Input data
-- Opening Marker --

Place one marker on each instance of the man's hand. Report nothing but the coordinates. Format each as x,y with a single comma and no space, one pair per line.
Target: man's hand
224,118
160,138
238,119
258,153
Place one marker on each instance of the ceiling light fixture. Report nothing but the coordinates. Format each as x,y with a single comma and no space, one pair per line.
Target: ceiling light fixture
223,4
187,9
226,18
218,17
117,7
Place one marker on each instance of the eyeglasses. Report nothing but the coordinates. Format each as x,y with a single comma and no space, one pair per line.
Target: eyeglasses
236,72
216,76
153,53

-- Closing Marker --
-- Opening Marker --

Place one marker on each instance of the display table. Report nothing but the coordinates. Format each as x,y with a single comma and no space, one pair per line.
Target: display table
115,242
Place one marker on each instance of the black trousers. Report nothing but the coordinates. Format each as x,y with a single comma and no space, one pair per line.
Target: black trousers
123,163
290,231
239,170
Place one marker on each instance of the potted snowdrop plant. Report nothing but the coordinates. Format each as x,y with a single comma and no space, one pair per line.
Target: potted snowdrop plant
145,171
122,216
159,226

-- Closing Marker --
-- Opening Marker --

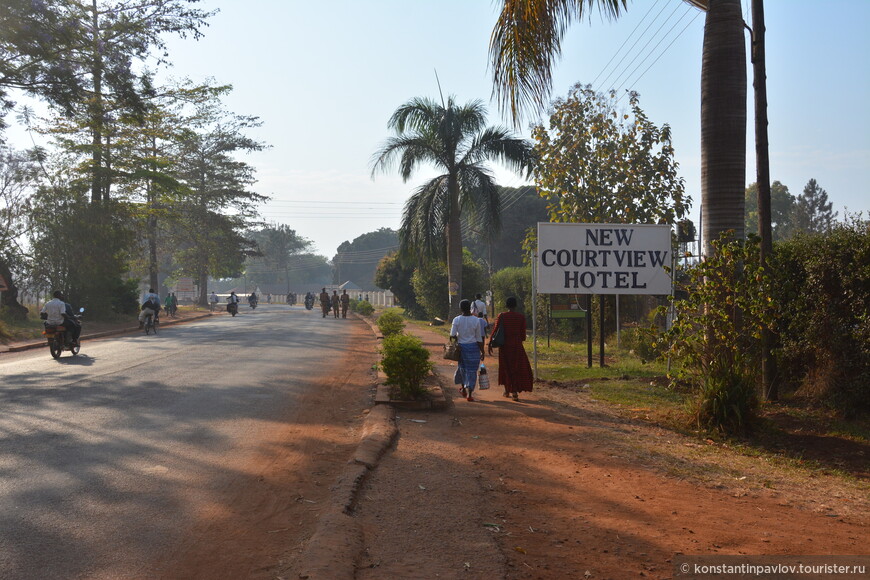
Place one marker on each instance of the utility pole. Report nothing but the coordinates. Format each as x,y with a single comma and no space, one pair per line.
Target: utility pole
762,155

-- Closing Marker --

Only one thing belongs in the answer: the number of lines of the data that contain the string "pair".

7